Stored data

++++++++++++++++++++

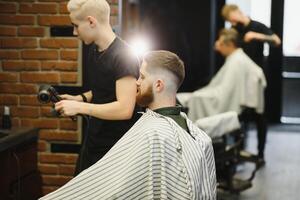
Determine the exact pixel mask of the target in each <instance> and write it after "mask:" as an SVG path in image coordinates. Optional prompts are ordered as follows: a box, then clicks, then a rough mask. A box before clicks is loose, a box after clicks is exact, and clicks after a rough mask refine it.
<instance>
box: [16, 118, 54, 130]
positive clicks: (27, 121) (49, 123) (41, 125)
mask: <svg viewBox="0 0 300 200" xmlns="http://www.w3.org/2000/svg"><path fill="white" fill-rule="evenodd" d="M21 125H22V126H26V127H38V128H58V121H57V119H21Z"/></svg>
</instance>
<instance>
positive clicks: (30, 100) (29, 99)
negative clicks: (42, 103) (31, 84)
mask: <svg viewBox="0 0 300 200" xmlns="http://www.w3.org/2000/svg"><path fill="white" fill-rule="evenodd" d="M19 98H20V105H27V106H37V105H40V103H39V101H38V99H37V95H20V96H19Z"/></svg>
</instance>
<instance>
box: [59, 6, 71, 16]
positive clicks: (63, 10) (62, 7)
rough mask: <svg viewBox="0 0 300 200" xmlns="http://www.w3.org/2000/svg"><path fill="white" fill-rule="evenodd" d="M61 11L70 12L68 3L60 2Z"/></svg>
mask: <svg viewBox="0 0 300 200" xmlns="http://www.w3.org/2000/svg"><path fill="white" fill-rule="evenodd" d="M59 13H61V14H69V11H68V9H67V3H60V4H59Z"/></svg>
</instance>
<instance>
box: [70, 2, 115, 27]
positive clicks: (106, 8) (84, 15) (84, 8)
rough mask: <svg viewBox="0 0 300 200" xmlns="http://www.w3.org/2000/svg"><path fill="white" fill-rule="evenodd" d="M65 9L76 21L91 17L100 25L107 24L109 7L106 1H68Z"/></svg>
mask: <svg viewBox="0 0 300 200" xmlns="http://www.w3.org/2000/svg"><path fill="white" fill-rule="evenodd" d="M67 8H68V11H69V12H70V13H74V14H75V16H76V18H78V19H84V18H85V17H87V16H93V17H95V18H96V19H97V20H98V21H99V22H100V23H109V16H110V7H109V4H108V3H107V1H106V0H70V1H69V2H68V5H67Z"/></svg>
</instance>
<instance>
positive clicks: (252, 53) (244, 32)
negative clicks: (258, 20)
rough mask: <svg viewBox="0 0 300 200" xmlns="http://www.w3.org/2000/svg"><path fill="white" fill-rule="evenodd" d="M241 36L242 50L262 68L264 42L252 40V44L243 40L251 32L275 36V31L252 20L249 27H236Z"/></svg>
mask: <svg viewBox="0 0 300 200" xmlns="http://www.w3.org/2000/svg"><path fill="white" fill-rule="evenodd" d="M233 28H235V29H236V30H237V31H238V32H239V34H240V37H241V38H240V41H241V42H242V48H243V50H244V52H245V53H246V54H247V55H248V56H249V57H250V58H251V59H252V60H253V61H254V62H255V63H256V64H257V65H259V66H260V67H263V59H264V55H263V50H264V42H263V41H258V40H252V41H250V42H244V40H243V38H244V36H245V34H246V33H247V32H249V31H253V32H257V33H262V34H265V35H273V31H272V30H271V29H270V28H268V27H267V26H265V25H264V24H262V23H260V22H257V21H254V20H251V21H250V23H249V24H248V25H247V26H243V25H238V26H234V27H233Z"/></svg>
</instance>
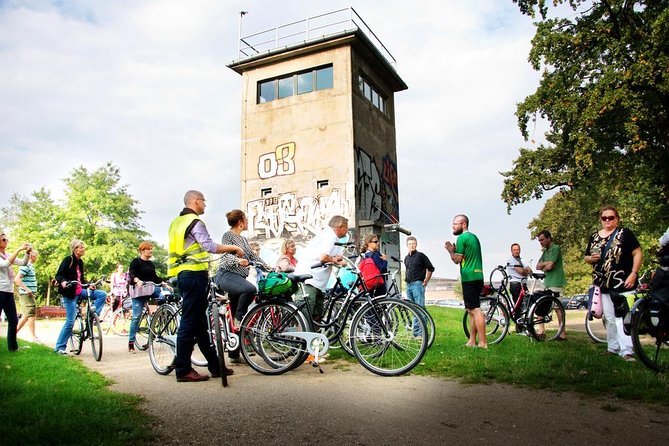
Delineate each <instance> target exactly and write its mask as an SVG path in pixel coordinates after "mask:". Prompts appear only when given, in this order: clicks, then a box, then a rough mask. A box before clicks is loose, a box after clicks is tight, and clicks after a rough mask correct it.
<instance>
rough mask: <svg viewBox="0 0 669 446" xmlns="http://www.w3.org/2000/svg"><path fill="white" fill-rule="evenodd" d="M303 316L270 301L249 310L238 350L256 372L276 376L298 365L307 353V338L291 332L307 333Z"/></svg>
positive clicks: (284, 305) (241, 326) (277, 302)
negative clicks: (303, 332)
mask: <svg viewBox="0 0 669 446" xmlns="http://www.w3.org/2000/svg"><path fill="white" fill-rule="evenodd" d="M309 327H310V326H309V324H308V322H307V319H306V318H305V317H304V315H303V314H302V313H301V312H300V311H299V310H298V309H297V308H296V307H295V306H293V305H291V304H288V303H285V302H279V301H271V302H266V303H263V304H260V305H258V306H256V307H254V308H253V309H252V310H251V311H249V312H248V313H247V314H246V316H244V319H243V320H242V326H241V329H240V339H241V353H242V355H243V356H244V359H245V360H246V362H247V364H248V365H249V366H251V368H252V369H253V370H255V371H256V372H259V373H262V374H265V375H279V374H282V373H285V372H287V371H289V370H291V369H293V368H295V367H297V366H299V365H300V364H302V363H303V362H304V361H305V360H306V358H307V356H308V352H307V348H306V341H305V340H304V339H303V338H299V337H296V336H293V335H292V334H291V333H293V332H308V331H310V330H309Z"/></svg>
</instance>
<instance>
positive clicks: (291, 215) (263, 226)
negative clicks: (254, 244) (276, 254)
mask: <svg viewBox="0 0 669 446" xmlns="http://www.w3.org/2000/svg"><path fill="white" fill-rule="evenodd" d="M333 215H349V201H348V200H347V199H346V197H345V193H344V192H342V191H340V190H339V189H333V190H332V191H331V192H330V193H329V194H328V195H319V196H315V197H313V196H302V197H298V196H297V194H296V193H294V192H290V193H285V194H281V195H279V196H276V197H268V198H261V199H259V200H253V201H250V202H249V203H248V205H247V210H246V216H247V218H248V219H249V229H248V233H249V238H260V239H270V238H276V237H292V238H297V239H309V238H311V237H312V236H313V235H314V234H317V233H318V232H319V231H320V230H321V229H323V228H324V227H325V225H326V224H327V222H328V221H329V220H330V218H331V217H332V216H333Z"/></svg>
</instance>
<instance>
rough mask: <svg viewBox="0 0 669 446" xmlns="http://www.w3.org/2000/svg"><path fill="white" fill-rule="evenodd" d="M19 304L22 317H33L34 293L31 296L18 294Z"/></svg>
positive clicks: (25, 294) (34, 293)
mask: <svg viewBox="0 0 669 446" xmlns="http://www.w3.org/2000/svg"><path fill="white" fill-rule="evenodd" d="M19 302H20V303H21V310H22V311H23V315H24V316H27V317H35V314H36V313H35V293H33V295H32V296H31V295H30V294H19Z"/></svg>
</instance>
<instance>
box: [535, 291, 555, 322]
mask: <svg viewBox="0 0 669 446" xmlns="http://www.w3.org/2000/svg"><path fill="white" fill-rule="evenodd" d="M552 295H553V292H552V291H550V290H546V291H538V292H535V293H534V294H532V295H531V296H530V305H531V304H534V303H535V302H536V301H538V300H539V299H540V298H542V297H544V296H552ZM552 307H553V301H552V300H550V299H547V300H545V301H543V302H541V303H540V304H539V305H537V308H536V309H535V310H534V314H536V315H537V316H542V317H543V316H548V313H550V312H551V308H552Z"/></svg>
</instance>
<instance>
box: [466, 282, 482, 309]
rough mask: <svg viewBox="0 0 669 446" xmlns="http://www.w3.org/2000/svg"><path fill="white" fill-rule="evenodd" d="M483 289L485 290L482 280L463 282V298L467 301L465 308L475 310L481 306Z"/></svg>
mask: <svg viewBox="0 0 669 446" xmlns="http://www.w3.org/2000/svg"><path fill="white" fill-rule="evenodd" d="M481 291H483V281H482V280H473V281H471V282H462V299H463V300H464V301H465V309H467V310H473V309H474V308H479V307H480V306H481Z"/></svg>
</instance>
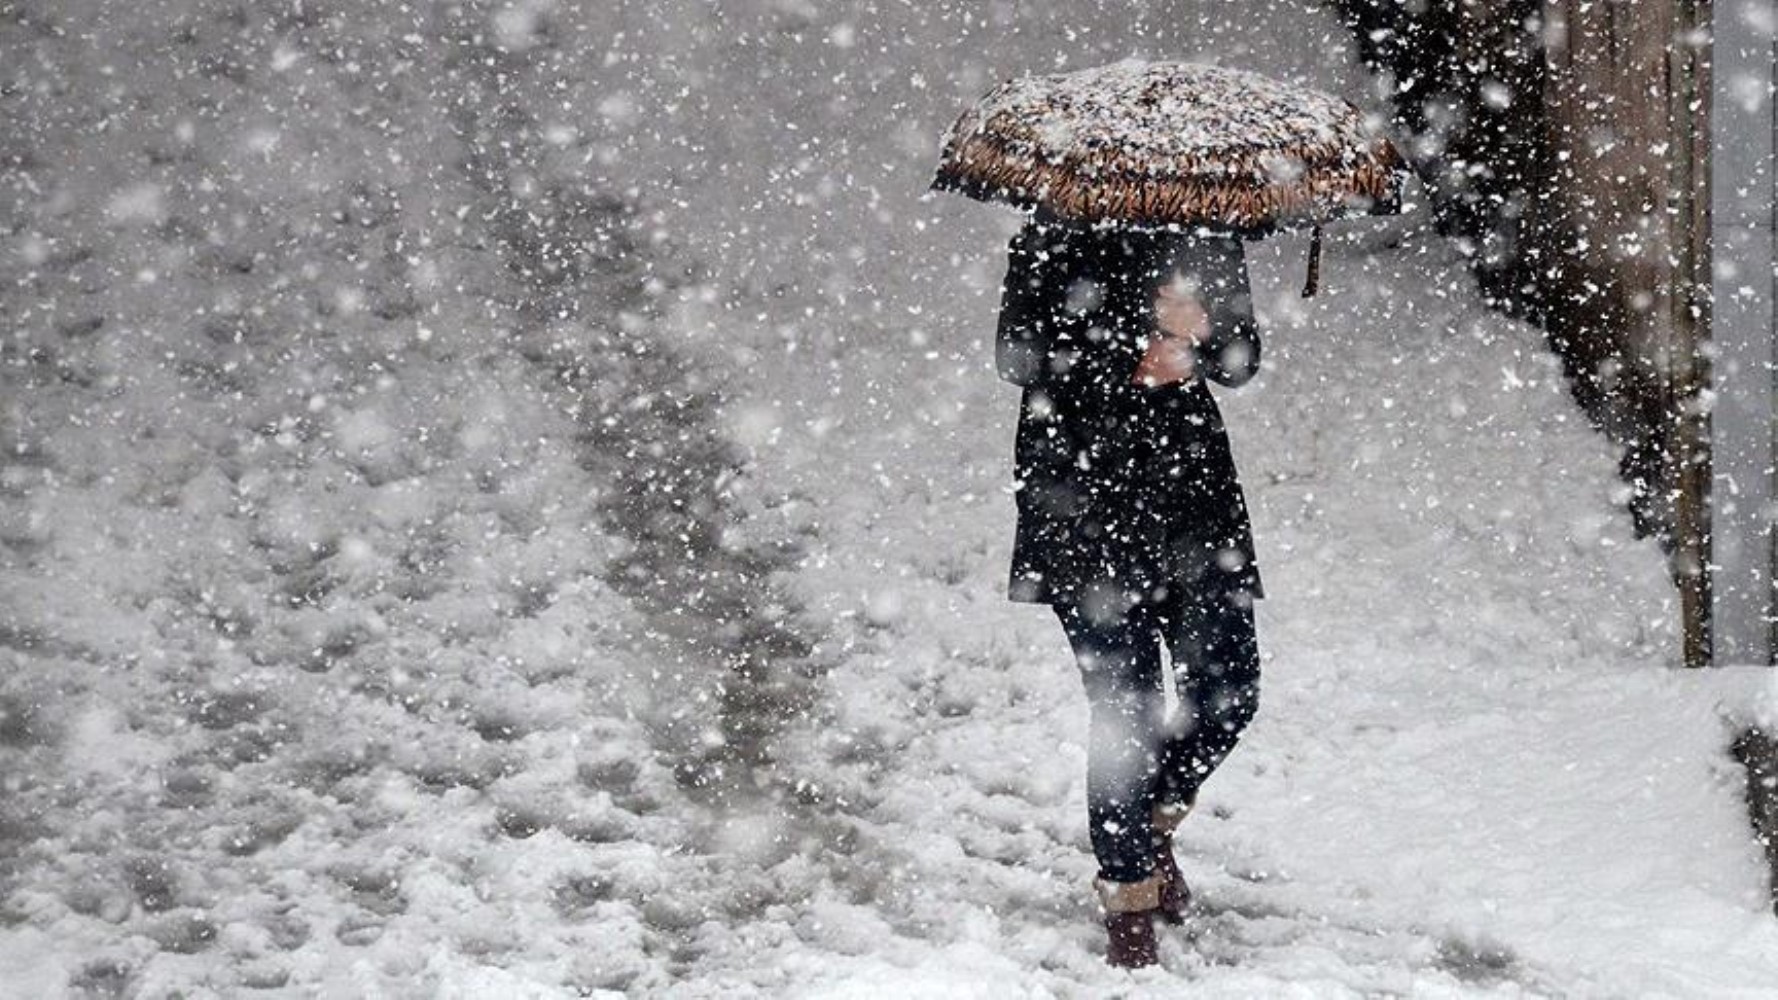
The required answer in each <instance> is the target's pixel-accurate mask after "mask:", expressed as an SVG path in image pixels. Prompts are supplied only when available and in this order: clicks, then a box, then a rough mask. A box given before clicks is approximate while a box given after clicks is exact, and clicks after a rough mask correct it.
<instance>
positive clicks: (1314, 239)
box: [1303, 226, 1321, 299]
mask: <svg viewBox="0 0 1778 1000" xmlns="http://www.w3.org/2000/svg"><path fill="white" fill-rule="evenodd" d="M1319 286H1321V226H1316V230H1314V233H1310V237H1309V278H1305V279H1303V297H1305V299H1309V297H1312V295H1314V294H1316V288H1319Z"/></svg>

++++++++++++++++++++

If a line in the records contains the word "coordinates", copy it out.

COMPLETED EXERCISE ->
Determine the exact pixel mask of the target in each <instance> and write it after "mask:" as an SVG path in image coordinates. Optional prompts are ordered as follows: a box, then clicks, then a rough mask. A box before clicks is loose, a box after clicks is exact, and clicks after a rough mask refine it.
Delineate each <instance> target exactly and write its mask as an SVG path in pixel coordinates after "mask:". Prompts appear only when given, in this order: clicks, then a box, then a rough mask. A box before clicks is loose, a box after clicks is tight, and clicks after a rough mask correct it.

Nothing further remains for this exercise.